*Texte fourni*
============================================================

MYTHES ET RITES chez les Indiens Montagnais. (Innus-Québec-Labrador). (1971)
Introduction


Une édition électronique réalisée à partir du livre d'Yvette Barriault, MYTHES ET RITES chez les Indiens Montagnais. (Innus-Québec-Labrador). Hauterive, Québec: La Société historique de la Côte-Nord, 1971, 165 pp. Une édition numérique réalisée par Camil Girard, bénévole, historien, UQAC. [Autorisation formelle accordée par l’auteure confirmée par Camil Girard, historien à l’Université du Québec à Chicoutimi, le 20 septembre 2010 de diffuser ce livre dans Les Classiques des sciences sociales.]

Introduction


Les premières pages de nos manuels d'Histoire du Canada sont assez souvent injustes envers les Indiens. Elles décrivent habituellement avec assez de détails les modes de faire et les instruments utilisés par les aborigènes pour le contrôle du milieu géo-physique et pour la satisfaction de leurs besoins ; mais elles laissent croire que la technologie d'alors, plutôt rudimentaire, était le signe d'une infériorité dans tous les domaines. Heureusement, les récits des premiers explorateurs canadiens se font très révélateurs sur la situation politique, sociale et culturelle de l'époque, et nous aident à mieux comprendre, grâce à ces différents points de vue, l'Indien tel qu'il se présentait au moment des découvertes.

============================================================

*Consignes*
1. D'après l'introduction, qu'est-ce que les premières pages des manuels d'Histoire du Canada laissent croire au sujet de la technologie des Indiens ?
2. Veuillez recopier fidèlement le passage de l'introduction qui commence par les mots contenant "Les premières pages" et s'achève sur "moment des découvertes.".
Basez-vous seulement sur l'introduction.

============================================================

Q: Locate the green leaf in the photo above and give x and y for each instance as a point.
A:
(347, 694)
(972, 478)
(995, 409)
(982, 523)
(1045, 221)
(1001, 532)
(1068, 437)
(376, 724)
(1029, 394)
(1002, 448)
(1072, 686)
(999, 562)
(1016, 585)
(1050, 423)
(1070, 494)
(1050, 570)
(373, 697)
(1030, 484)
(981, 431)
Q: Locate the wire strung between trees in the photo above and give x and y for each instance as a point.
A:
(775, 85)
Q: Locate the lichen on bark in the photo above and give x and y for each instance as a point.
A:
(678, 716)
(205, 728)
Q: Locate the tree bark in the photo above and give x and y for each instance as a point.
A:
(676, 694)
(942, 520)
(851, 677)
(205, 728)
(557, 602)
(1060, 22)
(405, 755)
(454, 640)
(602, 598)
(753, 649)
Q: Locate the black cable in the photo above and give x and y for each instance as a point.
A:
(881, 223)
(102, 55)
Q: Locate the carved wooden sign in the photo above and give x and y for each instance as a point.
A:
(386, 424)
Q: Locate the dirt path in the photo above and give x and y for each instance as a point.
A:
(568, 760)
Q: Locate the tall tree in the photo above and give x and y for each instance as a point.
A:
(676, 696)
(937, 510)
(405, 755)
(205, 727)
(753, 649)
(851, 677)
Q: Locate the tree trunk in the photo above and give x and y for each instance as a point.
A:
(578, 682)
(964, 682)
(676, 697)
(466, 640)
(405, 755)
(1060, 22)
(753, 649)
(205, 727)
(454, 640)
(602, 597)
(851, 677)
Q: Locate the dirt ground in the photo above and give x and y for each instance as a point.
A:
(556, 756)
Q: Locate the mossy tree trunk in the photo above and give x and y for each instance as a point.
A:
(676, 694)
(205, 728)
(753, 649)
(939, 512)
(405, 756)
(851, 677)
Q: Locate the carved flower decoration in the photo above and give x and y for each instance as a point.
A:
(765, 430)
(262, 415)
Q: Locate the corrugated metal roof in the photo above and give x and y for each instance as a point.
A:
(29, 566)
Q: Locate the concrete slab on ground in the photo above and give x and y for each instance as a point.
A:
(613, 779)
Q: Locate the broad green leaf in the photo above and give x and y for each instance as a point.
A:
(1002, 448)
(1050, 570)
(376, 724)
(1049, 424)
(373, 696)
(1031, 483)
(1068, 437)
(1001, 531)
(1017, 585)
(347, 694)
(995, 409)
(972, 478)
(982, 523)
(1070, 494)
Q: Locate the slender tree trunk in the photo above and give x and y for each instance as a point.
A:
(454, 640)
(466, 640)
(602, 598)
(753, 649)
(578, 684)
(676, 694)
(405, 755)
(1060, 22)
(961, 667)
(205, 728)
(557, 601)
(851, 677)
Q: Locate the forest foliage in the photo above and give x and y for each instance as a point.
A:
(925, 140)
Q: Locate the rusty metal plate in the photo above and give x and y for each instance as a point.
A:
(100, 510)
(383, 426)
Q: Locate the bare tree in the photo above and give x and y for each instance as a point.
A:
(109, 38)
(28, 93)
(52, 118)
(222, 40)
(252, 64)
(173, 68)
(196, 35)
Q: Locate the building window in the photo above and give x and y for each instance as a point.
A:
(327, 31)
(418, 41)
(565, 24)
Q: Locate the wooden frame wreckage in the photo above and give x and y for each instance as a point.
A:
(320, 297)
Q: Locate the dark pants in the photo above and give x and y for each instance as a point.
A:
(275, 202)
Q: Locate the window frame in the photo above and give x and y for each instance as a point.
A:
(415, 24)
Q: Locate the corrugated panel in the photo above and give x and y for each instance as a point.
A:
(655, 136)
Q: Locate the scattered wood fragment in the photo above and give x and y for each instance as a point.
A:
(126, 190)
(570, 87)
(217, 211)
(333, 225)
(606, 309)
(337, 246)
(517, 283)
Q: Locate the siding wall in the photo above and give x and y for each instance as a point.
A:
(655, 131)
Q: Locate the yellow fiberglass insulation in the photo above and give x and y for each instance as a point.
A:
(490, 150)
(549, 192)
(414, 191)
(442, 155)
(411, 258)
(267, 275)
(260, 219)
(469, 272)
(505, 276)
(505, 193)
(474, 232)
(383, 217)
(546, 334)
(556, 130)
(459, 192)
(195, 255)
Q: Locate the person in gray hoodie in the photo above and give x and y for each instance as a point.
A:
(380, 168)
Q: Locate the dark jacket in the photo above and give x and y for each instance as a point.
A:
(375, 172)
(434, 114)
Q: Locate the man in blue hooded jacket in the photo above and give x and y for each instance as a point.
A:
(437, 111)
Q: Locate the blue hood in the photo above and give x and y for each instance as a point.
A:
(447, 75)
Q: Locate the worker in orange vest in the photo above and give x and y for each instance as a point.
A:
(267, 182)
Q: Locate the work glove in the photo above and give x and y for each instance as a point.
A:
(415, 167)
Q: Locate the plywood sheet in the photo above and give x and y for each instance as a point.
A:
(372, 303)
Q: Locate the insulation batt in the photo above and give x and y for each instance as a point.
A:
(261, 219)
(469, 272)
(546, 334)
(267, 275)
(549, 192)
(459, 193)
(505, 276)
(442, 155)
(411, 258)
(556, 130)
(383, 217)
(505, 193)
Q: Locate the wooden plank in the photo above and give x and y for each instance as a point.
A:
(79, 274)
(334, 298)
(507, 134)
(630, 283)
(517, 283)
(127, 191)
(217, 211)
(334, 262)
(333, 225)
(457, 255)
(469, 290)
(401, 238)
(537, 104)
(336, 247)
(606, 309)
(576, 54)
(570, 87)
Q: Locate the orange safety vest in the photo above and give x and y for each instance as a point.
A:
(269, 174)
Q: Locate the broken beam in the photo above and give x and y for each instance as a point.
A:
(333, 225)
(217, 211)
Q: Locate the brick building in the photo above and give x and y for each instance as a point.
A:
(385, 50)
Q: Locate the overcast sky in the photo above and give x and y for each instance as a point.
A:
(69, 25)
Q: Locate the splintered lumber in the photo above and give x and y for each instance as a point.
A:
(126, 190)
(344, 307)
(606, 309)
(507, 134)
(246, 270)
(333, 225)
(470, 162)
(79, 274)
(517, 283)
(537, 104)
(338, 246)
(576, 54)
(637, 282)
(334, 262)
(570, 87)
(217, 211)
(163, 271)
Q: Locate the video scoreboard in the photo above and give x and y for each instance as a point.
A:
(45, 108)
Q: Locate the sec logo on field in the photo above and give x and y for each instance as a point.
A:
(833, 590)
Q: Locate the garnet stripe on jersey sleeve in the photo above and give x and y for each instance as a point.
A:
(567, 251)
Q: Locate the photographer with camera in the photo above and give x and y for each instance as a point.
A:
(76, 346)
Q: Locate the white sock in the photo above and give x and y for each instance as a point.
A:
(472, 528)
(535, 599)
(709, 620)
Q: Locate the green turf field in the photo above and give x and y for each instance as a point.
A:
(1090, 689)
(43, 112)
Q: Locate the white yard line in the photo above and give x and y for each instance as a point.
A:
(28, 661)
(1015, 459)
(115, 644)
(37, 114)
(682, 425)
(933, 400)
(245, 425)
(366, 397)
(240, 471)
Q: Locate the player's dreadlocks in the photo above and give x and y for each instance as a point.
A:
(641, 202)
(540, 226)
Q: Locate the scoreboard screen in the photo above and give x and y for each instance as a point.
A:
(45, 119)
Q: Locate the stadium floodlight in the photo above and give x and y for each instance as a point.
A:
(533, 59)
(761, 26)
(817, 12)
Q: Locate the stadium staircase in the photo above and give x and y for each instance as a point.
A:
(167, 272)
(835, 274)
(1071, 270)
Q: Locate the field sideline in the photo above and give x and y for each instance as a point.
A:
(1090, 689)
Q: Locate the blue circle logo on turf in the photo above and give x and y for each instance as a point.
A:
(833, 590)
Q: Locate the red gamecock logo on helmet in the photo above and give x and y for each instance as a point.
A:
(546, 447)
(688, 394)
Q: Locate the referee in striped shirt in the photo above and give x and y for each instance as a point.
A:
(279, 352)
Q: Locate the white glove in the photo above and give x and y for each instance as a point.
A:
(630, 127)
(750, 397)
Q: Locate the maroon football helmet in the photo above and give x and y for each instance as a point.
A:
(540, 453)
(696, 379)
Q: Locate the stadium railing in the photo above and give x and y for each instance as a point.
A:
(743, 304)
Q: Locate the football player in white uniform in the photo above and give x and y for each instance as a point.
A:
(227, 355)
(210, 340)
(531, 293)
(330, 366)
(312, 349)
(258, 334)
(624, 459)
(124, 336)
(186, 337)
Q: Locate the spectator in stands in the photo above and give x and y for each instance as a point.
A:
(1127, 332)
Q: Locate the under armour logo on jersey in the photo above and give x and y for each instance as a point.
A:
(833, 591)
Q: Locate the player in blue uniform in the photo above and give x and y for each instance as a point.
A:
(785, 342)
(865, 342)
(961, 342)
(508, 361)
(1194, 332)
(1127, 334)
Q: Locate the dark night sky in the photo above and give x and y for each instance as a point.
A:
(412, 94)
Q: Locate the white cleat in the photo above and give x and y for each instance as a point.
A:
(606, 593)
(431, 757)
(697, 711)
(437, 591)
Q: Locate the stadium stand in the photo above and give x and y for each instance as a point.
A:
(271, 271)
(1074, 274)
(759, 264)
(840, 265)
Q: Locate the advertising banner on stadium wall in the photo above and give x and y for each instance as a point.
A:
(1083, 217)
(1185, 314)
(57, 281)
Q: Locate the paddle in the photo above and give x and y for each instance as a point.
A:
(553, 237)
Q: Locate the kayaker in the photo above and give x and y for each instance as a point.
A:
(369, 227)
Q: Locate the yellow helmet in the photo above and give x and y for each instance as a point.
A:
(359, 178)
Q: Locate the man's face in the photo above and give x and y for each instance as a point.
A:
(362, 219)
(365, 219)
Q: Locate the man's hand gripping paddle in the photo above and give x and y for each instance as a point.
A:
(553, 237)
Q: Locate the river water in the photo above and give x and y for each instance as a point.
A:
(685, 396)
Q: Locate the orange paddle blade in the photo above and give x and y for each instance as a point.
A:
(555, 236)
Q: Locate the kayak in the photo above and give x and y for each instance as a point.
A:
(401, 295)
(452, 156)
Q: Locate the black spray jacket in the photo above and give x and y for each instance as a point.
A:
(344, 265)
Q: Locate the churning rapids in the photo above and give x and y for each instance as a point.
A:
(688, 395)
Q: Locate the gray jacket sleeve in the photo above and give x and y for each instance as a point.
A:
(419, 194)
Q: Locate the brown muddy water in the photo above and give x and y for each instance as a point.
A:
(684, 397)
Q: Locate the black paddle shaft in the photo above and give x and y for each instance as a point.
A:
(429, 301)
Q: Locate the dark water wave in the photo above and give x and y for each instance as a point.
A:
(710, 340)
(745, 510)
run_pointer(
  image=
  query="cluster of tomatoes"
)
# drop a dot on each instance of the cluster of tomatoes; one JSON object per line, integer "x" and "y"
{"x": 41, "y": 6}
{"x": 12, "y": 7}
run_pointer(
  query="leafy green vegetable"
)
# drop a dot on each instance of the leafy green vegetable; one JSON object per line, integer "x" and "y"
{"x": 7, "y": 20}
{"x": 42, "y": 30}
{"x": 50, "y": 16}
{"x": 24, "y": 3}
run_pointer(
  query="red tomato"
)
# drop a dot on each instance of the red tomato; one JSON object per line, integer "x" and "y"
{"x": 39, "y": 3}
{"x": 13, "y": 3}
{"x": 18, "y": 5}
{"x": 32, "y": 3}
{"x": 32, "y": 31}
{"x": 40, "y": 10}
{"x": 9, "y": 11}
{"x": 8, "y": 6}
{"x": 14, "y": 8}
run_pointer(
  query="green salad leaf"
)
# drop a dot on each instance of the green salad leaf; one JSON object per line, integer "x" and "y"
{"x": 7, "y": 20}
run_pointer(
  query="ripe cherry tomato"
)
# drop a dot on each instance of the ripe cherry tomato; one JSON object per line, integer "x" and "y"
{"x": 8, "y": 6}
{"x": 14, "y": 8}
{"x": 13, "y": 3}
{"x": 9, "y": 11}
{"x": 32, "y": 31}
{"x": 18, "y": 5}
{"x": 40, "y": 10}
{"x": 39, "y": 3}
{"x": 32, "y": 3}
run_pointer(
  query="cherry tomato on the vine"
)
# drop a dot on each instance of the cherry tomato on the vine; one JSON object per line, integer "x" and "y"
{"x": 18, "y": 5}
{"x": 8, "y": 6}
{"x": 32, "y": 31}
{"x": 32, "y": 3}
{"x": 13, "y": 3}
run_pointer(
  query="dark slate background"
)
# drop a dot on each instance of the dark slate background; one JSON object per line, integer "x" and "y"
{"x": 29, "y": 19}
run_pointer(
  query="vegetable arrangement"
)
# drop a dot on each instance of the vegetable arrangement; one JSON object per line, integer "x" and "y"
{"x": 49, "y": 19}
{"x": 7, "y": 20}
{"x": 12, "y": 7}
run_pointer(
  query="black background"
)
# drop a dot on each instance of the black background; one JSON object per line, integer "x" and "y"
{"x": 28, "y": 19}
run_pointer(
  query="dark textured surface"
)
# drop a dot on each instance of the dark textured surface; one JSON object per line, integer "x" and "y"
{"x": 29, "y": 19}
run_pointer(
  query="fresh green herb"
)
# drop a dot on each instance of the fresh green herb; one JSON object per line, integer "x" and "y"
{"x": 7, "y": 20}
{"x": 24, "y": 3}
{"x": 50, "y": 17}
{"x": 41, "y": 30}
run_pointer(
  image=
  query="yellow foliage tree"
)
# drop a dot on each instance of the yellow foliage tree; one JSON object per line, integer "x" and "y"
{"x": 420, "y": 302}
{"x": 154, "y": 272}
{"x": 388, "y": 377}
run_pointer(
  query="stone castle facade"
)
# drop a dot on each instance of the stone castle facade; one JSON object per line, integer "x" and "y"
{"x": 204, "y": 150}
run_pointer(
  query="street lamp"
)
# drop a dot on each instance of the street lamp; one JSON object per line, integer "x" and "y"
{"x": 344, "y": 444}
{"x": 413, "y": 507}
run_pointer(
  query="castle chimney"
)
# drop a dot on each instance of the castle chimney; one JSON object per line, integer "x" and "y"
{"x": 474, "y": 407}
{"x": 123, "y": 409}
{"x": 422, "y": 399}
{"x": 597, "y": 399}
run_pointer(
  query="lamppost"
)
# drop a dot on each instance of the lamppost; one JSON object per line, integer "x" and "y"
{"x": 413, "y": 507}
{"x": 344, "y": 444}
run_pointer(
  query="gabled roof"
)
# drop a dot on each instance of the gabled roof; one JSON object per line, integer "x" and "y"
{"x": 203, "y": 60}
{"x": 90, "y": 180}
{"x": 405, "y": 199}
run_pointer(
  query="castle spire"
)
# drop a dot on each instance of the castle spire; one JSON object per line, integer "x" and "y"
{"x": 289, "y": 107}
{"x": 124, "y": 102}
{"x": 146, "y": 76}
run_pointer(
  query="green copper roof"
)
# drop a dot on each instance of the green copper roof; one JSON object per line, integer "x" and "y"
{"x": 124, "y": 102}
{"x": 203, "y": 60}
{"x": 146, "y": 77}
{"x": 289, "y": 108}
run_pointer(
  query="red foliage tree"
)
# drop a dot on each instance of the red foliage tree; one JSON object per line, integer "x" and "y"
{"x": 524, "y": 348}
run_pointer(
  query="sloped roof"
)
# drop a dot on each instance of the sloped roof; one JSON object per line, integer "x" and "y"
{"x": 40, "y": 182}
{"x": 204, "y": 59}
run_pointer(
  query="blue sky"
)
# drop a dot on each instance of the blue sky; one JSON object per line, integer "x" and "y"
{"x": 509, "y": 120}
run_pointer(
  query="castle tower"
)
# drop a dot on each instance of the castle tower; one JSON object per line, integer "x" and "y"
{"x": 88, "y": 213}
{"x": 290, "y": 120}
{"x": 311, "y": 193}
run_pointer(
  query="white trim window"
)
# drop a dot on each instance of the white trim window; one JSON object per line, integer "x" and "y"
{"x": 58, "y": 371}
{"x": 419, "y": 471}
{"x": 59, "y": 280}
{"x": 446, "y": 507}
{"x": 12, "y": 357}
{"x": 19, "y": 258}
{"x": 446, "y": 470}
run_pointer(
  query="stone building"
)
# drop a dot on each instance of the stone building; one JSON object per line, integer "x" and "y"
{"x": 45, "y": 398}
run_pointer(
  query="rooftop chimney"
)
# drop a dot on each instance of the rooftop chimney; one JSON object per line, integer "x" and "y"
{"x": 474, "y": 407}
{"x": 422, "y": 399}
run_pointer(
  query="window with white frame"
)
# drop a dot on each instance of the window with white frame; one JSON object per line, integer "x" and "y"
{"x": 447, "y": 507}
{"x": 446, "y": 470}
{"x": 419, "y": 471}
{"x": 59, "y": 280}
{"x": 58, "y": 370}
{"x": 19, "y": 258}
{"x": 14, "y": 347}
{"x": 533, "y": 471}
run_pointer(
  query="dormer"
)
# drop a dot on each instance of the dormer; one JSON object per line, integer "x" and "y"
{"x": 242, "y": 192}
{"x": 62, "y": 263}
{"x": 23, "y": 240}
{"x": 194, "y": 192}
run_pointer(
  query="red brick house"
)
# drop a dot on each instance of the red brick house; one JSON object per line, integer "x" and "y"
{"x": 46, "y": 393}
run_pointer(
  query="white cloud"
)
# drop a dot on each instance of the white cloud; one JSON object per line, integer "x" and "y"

============================================================

*Réponses correctes*
1. Elles laissent croire que cette technologie, plutôt rudimentaire, était le signe d'une infériorité dans tous les domaines.

2.
Les premières pages de nos manuels d'Histoire du Canada sont assez souvent injustes envers les Indiens. Elles décrivent habituellement avec assez de détails les modes de faire et les instruments utilisés par les aborigènes pour le contrôle du milieu géo-physique et pour la satisfaction de leurs besoins ; mais elles laissent croire que la technologie d'alors, plutôt rudimentaire, était le signe d'une infériorité dans tous les domaines. Heureusement, les récits des premiers explorateurs canadiens se font très révélateurs sur la situation politique, sociale et culturelle de l'époque, et nous aident à mieux comprendre, grâce à ces différents points de vue, l'Indien tel qu'il se présentait au moment des découvertes.